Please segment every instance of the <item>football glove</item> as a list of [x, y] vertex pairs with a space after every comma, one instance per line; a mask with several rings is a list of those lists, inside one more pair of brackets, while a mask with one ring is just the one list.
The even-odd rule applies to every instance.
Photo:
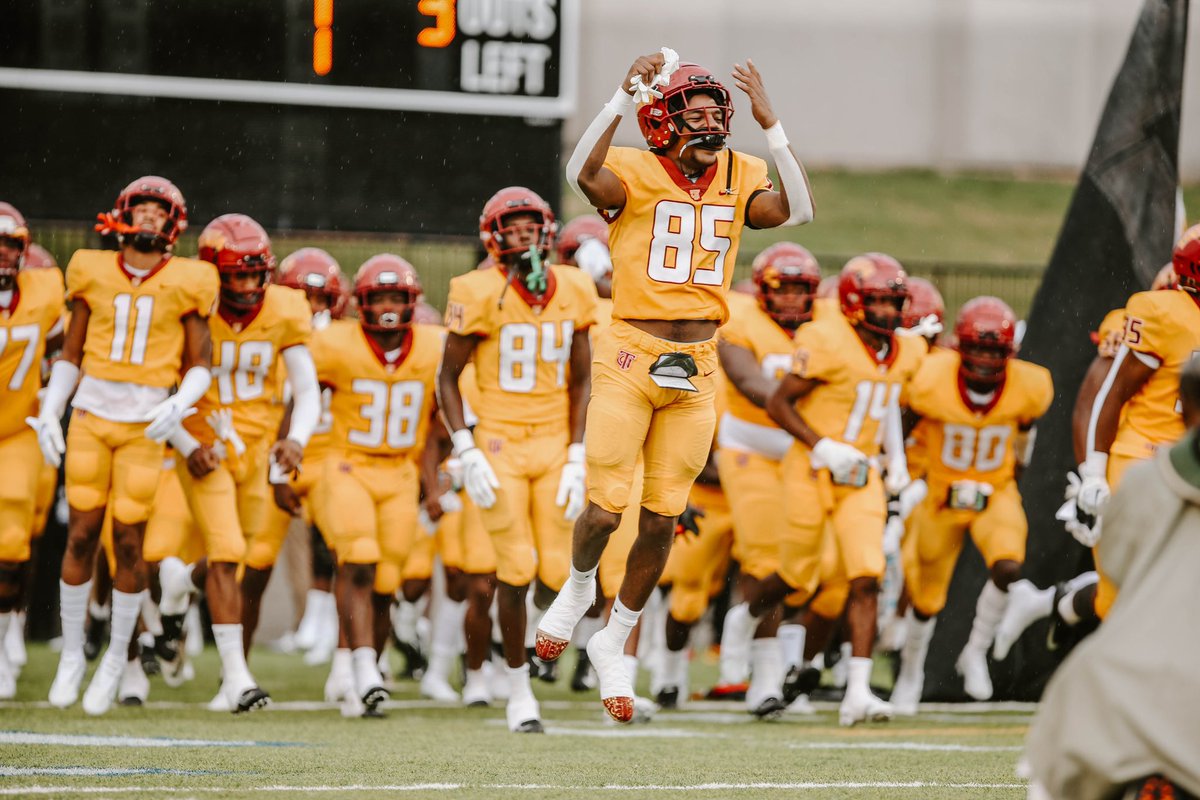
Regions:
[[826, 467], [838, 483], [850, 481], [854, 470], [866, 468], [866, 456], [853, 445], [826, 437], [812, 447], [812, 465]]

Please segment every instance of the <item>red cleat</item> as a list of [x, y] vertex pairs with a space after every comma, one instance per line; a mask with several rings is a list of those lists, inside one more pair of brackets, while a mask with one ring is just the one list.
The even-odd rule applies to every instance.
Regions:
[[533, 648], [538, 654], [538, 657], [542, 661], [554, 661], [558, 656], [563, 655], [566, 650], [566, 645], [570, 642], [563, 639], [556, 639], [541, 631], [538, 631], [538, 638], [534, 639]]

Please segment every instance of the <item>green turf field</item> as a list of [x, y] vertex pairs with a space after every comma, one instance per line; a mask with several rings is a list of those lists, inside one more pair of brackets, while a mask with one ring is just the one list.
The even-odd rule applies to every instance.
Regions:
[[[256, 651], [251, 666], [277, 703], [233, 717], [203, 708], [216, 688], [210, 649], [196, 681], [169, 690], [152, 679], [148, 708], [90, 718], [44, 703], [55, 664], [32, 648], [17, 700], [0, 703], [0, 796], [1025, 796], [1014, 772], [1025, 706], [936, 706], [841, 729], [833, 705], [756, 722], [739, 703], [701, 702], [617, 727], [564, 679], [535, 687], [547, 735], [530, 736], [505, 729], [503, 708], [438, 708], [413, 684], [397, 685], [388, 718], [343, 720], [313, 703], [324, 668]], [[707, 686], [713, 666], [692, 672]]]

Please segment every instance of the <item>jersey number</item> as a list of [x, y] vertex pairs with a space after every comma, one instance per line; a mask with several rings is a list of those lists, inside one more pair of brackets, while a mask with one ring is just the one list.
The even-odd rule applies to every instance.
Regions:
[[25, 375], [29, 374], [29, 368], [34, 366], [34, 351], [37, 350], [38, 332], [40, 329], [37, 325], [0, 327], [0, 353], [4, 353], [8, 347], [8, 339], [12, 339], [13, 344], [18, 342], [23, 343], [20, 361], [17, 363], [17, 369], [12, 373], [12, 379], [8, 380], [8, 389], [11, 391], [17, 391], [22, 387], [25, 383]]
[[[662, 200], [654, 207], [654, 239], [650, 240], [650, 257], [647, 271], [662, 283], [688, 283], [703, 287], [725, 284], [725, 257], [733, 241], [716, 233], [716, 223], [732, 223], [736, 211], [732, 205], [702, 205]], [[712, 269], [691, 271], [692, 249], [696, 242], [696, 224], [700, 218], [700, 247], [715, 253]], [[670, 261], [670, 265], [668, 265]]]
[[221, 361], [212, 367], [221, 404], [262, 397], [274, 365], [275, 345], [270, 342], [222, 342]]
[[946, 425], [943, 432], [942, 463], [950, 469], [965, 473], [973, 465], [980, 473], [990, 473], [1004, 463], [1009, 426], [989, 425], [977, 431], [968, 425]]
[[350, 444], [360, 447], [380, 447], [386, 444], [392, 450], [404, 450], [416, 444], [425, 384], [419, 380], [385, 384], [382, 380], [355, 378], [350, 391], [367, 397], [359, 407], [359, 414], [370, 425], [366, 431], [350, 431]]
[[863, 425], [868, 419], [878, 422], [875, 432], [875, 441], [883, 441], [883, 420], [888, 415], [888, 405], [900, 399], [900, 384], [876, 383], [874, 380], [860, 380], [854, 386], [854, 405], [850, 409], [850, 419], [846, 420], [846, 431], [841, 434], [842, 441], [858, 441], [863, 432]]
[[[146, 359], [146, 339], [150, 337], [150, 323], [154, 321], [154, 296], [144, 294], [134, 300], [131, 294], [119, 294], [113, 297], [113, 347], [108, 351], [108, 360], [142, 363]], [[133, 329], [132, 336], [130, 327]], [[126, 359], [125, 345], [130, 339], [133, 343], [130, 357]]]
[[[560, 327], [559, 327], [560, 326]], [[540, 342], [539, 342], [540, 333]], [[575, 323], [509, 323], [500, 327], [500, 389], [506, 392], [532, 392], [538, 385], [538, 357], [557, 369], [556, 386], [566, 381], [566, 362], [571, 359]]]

--

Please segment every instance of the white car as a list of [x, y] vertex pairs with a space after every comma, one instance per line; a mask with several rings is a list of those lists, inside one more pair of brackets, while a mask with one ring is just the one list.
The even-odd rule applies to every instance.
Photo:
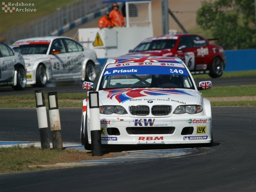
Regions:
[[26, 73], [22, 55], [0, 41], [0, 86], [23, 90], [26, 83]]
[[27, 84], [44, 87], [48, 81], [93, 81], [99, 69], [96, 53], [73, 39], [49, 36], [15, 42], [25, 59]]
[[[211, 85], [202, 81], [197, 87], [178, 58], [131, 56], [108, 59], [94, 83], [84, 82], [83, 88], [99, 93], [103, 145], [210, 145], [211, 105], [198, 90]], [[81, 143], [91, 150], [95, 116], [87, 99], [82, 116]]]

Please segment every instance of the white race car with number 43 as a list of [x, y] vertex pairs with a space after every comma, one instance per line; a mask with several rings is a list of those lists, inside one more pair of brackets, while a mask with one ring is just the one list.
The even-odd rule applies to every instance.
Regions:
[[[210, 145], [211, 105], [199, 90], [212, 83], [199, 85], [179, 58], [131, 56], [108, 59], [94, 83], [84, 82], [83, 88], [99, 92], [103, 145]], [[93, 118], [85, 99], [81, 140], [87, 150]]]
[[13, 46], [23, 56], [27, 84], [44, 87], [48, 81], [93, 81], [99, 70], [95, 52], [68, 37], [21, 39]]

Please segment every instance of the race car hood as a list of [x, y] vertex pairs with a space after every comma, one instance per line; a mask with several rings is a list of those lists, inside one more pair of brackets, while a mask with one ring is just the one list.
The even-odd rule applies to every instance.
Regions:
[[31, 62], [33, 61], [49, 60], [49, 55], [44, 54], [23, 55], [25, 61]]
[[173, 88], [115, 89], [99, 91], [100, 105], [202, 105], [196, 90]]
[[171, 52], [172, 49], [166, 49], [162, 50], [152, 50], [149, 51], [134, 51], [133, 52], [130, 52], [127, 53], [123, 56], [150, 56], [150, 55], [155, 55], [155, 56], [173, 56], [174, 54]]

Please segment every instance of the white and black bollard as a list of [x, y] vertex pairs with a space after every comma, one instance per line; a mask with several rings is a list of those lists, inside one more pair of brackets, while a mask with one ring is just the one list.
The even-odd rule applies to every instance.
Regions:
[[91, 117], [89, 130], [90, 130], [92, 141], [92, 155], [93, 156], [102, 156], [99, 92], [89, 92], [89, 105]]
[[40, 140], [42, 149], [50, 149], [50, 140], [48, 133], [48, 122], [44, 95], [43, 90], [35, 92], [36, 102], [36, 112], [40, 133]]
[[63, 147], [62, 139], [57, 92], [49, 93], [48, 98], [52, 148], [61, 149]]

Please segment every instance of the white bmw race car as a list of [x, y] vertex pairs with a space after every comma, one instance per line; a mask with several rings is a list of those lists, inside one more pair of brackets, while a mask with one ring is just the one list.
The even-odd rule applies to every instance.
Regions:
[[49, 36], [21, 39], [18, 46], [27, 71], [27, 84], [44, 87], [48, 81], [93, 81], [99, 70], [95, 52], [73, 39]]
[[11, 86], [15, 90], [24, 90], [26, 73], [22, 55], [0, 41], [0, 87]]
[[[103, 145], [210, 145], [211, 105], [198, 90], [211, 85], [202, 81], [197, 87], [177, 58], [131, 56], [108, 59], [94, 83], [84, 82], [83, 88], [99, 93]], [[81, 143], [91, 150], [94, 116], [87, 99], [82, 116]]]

_WHAT TO WORK ON_:
Reproduce the records above verbatim, beginning with the line that contains "Please segment every instance of the <item>football" and continuing through the line that contains "666], [692, 672]]]". Omit the pictures from your reply.

_RESULT BELOW_:
Please segment every instance of the <item>football glove</item> as a list of [x, y] vertex pairs with a space after every comma, one instance per line; a mask with several rings is a list of those lists, inside one more pair of brackets, while a mask with one ring is just the one list.
The even-odd rule applies to every instance.
Photo:
Regions:
[[826, 467], [838, 483], [850, 481], [854, 470], [866, 468], [866, 456], [853, 445], [826, 437], [812, 447], [812, 465]]

Please segment every instance of the <item>red cleat</item> as a list of [x, y] vertex pairs with a space after every comma, one instance per line; a mask with several rings is a list of those lists, inside one more pair of brackets, while a mask with one ring is just the one list.
The even-odd rule applies to every instance.
Regions:
[[533, 648], [538, 654], [538, 657], [542, 661], [554, 661], [558, 656], [563, 655], [566, 650], [566, 645], [570, 642], [563, 639], [556, 639], [541, 631], [538, 631], [538, 638], [534, 639]]

Please segment every instance of the <item>green turf field</item> as a list of [x, y] vertex pairs with a space after every comma, one instance per line; a mask with several rings is a list of those lists, inside one more pair of brackets, while a mask with one ring is just the one list.
The even-odd rule applies to every instance.
Regions:
[[[256, 651], [251, 666], [277, 703], [233, 717], [203, 708], [216, 688], [210, 649], [196, 681], [169, 690], [152, 679], [148, 708], [90, 718], [44, 703], [55, 664], [32, 648], [17, 700], [0, 703], [0, 796], [1025, 796], [1014, 772], [1025, 706], [936, 706], [841, 729], [833, 705], [756, 722], [739, 703], [701, 702], [617, 727], [564, 679], [535, 687], [547, 735], [530, 736], [505, 729], [503, 708], [438, 708], [413, 684], [397, 685], [388, 718], [343, 720], [313, 703], [324, 668]], [[707, 686], [713, 666], [692, 672]]]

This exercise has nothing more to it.